▶ [Aufgabenstellung]:
1. Beantworten Sie anhand der Pressestimmen zu Pärts Symphonien:
(a) Für welches Orchester entstand die 4. Symphonie im Jahr 2008?
(b) Wessen Booklettext wird in der Besprechung von Hans-Klaus Jungheinrich genannt?
(c) Wie nimmt Tõnu Kaljuste laut Jens Laurson die vier Werke?
2. Übertragen Sie aus den Pressestimmen zu Pärts Symphonien den Abschnitt wortgetreu, beginnend bei „The NFM Wroclaw“ und endend bei „jeder Konkurrenz messen.“.

▶ [Seite]:
----------

Zwei atonale Frühsymphonien von 1964 und 1966 sind von Knappheit und Verdichtung gekennzeichnet, Tugenden der Schönbergschule und insbesondere Weberns, die denn auch im damaligen sowjetischen Kontext für gehörigen Anstoß sorgten. Die um 1970 ansetzenden Vereinfachungstendenzen kündigen sich in der etwas ausgedehnteren 3. Symphonie von 1971 an. Eine 4. und bislang letzte Symphonie entstand dann 2008 für die Los Angeles-Philharmoniker; der Untertitel ‚Los Angeles‘ meint aber nicht nur Geographisches, sondern umreißt auch die ‚Engelhaftigkeit‘ des halbstündigen Werkinhalts. Nach dem etwas gravitätischen, deutlich archaisierenden Kopfsatz sind die beiden folgenden Sätze gleichsam leise, subtile, in mystischem Dämmer eintauchende Abgesänge, konfliktfrei und in lichten Farben. Auch hier korrespondiert Pärt mit durchaus aktuellen künstlerischen Tendenzen der Zurücknahme und Bescheidenheit, auch einer Suche nach Unschuld und neuer Naivität, was, wie die ‚Entdeckung der Langsamkeit‘, zu den machtvoll-ohnmächtigen Versuchen gehört, dem ansonsten kaum aufzuhaltenden Zerstörungs- und Geschwindigkeitssteigerungs-Furor zu begegnen. […] Die Aufnahme der Symphonien mit dem NFM Wroclav Philharmonic-Orchester unter der Leitung von Tonu Kaljuste wirkt mustergültig, und informativ und unbestechlich liest sich Wolfgang Sandners Booklettext.
Hans-Klaus Jungheinrich, Faustkultur
 
The NFM Wroclaw Philharmonic Orchestra under Estonia’s Tönu Kaljuste are ideal interpreters of this music, and Pärt’s thought processes would not have been as clearly audible without ECM’s nonpareil sound.
James Manheim, All Music
 
Der mit diesen Aufnahmen betraute Freund Pärts, Tõnu Kaljuste, nimmt die vier Werke  ‚Wie eine einzige, große Symphonie‘: deswegen die fließenden Übergänge zwischen den Tracks. Das Breslauer Orchester kann sich mit jeder Konkurrenz messen.
Jens Laurson, Crescendo
 
The ECM disc presents all four of Pärt’s symphonies, which were written in 1963, 1966, 1971, and 2008 — and the stylistic changes you hear between them are fascinating to track. […] All of the performances are excellent.
Rick Anderson, CD Hotlist
 
Die vollständige Einspielung dieser vier Werke unter der Stabführung von Tonu Kaljuste mit dem Breslauer Orchester zeigt eine hochkonzentrierte, mitreißende Deutung. Kaljuste arbeitet die Bewegungsimpulse und weitere Details heraus, so dass eine ausgefeilte Interpretation entstanden ist. Trotz der unterschiedlichen Stile der vier Werke schaffen Kaljuste und die Breslauer Musiker eine geschlossene Gesamtdarstellung, die diesen Aspekt des Schaffens von Pärt mustergültig anbietet.

----------

[Einträge zur Lokalisierung benannter Objekte]
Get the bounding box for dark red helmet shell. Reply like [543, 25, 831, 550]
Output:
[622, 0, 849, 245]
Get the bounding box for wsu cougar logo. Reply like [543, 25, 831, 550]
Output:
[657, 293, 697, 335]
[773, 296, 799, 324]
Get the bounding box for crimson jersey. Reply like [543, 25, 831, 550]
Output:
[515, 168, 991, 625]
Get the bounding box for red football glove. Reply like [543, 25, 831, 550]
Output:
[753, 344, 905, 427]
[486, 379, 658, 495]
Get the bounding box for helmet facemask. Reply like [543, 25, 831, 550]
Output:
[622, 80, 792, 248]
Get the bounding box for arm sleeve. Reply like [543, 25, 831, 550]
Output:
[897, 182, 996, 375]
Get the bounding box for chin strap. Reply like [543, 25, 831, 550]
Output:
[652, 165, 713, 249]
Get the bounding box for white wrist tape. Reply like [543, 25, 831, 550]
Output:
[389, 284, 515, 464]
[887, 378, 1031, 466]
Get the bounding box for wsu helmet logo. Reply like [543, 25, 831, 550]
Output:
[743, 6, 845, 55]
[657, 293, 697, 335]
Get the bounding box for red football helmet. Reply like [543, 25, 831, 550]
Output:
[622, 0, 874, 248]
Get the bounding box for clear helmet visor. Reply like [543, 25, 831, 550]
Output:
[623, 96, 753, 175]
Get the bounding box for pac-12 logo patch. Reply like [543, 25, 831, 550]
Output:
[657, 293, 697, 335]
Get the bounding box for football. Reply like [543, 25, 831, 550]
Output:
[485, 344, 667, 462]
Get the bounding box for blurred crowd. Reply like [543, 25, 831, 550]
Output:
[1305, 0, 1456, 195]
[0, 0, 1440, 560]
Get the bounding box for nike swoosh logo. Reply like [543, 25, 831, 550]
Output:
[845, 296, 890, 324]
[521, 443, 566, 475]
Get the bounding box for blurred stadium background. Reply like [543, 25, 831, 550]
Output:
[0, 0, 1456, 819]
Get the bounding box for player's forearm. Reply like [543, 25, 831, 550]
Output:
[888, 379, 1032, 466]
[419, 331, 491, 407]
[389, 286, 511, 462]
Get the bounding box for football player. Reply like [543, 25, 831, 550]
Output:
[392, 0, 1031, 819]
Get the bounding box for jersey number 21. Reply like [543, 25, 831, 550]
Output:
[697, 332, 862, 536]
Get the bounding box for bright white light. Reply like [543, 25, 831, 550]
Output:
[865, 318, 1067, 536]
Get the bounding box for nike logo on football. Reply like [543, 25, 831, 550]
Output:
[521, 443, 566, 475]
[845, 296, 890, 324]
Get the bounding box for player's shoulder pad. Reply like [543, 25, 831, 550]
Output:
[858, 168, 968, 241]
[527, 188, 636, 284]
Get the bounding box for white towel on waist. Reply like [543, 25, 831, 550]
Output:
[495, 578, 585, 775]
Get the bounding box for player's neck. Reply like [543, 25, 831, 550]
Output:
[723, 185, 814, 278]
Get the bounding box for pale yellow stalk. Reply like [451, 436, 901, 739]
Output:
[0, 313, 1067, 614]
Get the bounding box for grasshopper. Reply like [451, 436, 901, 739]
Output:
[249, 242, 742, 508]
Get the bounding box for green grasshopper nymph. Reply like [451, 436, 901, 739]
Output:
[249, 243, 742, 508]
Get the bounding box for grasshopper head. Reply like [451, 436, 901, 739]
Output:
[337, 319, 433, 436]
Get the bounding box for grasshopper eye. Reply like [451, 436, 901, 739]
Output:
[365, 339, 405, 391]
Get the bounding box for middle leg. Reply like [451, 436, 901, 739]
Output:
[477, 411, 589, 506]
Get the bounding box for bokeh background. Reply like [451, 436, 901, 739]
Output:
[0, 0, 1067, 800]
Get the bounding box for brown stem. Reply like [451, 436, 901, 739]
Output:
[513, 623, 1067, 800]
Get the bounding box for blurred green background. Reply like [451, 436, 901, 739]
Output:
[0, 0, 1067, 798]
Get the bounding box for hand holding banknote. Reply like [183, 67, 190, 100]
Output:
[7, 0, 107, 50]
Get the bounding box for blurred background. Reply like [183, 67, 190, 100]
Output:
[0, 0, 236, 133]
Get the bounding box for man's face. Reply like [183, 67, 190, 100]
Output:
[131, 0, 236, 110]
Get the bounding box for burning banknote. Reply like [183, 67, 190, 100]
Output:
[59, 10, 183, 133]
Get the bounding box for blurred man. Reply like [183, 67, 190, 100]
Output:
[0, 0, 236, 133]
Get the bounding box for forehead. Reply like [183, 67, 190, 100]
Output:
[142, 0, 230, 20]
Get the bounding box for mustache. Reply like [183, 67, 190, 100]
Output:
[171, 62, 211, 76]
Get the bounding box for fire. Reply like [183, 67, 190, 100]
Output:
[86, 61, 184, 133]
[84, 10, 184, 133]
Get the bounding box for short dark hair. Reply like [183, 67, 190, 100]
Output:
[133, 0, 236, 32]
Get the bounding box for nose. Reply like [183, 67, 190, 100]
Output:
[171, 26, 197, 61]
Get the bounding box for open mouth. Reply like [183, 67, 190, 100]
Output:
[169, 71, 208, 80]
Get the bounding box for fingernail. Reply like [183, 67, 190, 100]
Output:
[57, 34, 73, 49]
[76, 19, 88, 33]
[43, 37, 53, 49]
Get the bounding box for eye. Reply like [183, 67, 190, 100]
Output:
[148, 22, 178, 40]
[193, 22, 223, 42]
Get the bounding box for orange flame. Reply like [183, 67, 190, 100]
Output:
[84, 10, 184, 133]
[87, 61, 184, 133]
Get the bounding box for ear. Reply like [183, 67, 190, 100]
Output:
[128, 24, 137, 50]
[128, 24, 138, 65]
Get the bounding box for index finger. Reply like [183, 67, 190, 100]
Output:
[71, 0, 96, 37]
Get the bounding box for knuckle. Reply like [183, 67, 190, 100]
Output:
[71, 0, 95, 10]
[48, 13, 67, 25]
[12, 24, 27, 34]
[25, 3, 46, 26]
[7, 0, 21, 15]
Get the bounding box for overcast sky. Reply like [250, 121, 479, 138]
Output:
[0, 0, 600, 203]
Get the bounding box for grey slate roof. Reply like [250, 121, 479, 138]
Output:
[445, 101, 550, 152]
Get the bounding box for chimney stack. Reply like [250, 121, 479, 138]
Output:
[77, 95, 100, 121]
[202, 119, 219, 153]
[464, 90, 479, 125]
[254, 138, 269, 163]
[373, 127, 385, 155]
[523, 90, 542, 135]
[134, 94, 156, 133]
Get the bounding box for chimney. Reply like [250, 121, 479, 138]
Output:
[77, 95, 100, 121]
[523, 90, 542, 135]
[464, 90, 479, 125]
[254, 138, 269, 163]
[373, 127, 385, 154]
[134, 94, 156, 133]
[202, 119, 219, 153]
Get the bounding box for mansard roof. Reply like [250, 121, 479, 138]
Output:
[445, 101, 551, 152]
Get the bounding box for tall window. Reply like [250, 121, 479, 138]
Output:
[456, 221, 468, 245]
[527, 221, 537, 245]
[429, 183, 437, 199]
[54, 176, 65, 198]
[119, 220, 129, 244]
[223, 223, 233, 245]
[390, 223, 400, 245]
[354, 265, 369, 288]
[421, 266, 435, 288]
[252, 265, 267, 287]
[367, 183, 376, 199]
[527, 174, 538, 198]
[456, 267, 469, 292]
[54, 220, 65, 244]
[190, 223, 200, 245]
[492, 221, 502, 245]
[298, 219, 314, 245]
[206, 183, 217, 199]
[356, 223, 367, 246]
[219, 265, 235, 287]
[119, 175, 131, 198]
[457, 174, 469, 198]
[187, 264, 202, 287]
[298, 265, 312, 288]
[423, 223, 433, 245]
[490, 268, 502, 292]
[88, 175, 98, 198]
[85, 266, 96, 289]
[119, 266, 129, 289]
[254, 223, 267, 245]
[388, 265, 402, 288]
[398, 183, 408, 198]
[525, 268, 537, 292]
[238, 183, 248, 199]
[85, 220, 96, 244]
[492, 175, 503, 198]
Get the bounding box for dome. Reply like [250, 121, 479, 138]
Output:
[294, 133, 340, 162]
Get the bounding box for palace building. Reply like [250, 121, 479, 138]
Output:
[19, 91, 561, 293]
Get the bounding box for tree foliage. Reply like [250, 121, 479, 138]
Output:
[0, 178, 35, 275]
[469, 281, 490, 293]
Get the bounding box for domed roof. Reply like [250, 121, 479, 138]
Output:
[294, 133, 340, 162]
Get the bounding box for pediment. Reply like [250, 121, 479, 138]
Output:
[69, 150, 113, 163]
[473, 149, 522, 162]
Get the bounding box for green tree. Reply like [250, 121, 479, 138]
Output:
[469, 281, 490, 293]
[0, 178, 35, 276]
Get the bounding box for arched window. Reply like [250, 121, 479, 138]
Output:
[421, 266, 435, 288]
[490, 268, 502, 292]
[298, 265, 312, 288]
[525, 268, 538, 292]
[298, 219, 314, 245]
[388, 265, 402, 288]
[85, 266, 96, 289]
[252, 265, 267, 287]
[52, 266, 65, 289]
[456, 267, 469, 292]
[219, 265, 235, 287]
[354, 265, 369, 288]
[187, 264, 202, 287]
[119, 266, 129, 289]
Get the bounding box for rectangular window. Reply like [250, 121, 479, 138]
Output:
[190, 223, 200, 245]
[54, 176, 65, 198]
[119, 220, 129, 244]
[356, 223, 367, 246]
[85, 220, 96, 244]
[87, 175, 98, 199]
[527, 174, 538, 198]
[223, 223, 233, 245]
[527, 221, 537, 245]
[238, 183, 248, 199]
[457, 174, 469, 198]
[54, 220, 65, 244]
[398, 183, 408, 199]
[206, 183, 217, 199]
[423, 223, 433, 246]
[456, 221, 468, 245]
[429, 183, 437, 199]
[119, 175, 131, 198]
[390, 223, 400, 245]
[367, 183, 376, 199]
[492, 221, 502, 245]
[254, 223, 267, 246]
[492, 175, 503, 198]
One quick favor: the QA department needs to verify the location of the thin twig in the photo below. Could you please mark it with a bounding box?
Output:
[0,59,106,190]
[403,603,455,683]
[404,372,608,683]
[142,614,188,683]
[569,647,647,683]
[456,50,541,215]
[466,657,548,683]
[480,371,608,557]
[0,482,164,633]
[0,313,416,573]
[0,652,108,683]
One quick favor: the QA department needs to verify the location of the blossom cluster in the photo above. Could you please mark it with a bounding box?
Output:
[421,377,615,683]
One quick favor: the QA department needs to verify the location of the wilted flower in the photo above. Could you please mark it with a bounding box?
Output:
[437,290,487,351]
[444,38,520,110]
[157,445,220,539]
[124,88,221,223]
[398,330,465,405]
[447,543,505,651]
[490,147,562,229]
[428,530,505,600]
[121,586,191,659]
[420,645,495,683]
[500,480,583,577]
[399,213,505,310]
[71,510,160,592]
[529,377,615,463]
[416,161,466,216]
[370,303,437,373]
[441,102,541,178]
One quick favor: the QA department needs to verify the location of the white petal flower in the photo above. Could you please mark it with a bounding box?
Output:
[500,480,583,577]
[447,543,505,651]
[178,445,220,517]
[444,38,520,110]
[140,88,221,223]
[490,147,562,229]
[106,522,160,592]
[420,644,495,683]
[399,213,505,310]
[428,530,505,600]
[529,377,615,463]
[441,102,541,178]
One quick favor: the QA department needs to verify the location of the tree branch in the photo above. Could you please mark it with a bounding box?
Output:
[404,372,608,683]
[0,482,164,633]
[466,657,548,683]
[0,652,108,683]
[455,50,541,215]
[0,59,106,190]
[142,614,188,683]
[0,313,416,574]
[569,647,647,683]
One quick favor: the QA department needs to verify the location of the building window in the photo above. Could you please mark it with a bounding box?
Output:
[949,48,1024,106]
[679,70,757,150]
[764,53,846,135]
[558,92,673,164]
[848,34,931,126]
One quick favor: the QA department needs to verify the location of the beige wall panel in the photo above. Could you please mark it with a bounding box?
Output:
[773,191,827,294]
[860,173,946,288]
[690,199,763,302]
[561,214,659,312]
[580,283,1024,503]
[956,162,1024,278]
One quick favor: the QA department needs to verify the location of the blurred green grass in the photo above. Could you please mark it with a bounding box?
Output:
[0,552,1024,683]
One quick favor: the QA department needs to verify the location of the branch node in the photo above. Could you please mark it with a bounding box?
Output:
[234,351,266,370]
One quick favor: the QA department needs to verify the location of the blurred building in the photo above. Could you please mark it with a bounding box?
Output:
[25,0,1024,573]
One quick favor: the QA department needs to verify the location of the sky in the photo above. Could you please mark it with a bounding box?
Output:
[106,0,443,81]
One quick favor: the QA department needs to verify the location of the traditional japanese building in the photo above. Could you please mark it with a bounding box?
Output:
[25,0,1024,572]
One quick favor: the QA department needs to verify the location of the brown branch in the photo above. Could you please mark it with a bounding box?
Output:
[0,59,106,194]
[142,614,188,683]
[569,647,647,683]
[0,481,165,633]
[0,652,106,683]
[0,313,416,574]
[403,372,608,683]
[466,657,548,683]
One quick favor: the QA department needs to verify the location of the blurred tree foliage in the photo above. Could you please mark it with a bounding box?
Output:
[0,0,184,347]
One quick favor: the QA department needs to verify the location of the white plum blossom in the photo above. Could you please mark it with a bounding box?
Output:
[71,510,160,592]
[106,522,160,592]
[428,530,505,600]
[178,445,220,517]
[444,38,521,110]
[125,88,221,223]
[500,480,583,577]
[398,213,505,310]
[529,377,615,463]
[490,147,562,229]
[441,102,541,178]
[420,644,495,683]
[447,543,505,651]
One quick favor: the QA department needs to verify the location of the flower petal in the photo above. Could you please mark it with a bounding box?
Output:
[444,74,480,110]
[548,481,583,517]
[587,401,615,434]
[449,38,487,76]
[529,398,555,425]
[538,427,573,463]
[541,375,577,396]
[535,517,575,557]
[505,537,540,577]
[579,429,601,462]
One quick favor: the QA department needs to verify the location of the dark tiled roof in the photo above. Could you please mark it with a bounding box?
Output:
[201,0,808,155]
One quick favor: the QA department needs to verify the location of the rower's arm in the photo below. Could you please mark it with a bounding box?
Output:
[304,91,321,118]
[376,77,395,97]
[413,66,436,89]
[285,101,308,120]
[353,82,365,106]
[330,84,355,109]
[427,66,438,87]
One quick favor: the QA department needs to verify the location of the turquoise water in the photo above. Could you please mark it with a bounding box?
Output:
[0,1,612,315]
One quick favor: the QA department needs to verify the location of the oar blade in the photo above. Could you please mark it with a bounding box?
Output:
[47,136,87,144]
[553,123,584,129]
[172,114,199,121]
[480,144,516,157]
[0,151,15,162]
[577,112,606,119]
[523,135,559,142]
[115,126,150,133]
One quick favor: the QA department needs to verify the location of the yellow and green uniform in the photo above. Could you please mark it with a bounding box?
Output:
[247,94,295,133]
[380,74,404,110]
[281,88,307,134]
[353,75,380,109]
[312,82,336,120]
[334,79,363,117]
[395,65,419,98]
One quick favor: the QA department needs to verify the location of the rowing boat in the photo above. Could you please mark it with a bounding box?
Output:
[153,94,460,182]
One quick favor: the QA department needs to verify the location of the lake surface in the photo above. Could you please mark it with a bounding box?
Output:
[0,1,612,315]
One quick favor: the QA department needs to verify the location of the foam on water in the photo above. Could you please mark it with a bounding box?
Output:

----------

▶ [Antworten im Einzelnen]:
1.
(a) Für die Los Angeles-Philharmoniker.
(b) Der Booklettext von Wolfgang Sandner.
(c) „Wie eine einzige, große Symphonie“.

2.
The NFM Wroclaw Philharmonic Orchestra under Estonia’s Tönu Kaljuste are ideal interpreters of this music, and Pärt’s thought processes would not have been as clearly audible without ECM’s nonpareil sound.
James Manheim, All Music
 
Der mit diesen Aufnahmen betraute Freund Pärts, Tõnu Kaljuste, nimmt die vier Werke  ‚Wie eine einzige, große Symphonie‘: deswegen die fließenden Übergänge zwischen den Tracks. Das Breslauer Orchester kann sich mit jeder Konkurrenz messen.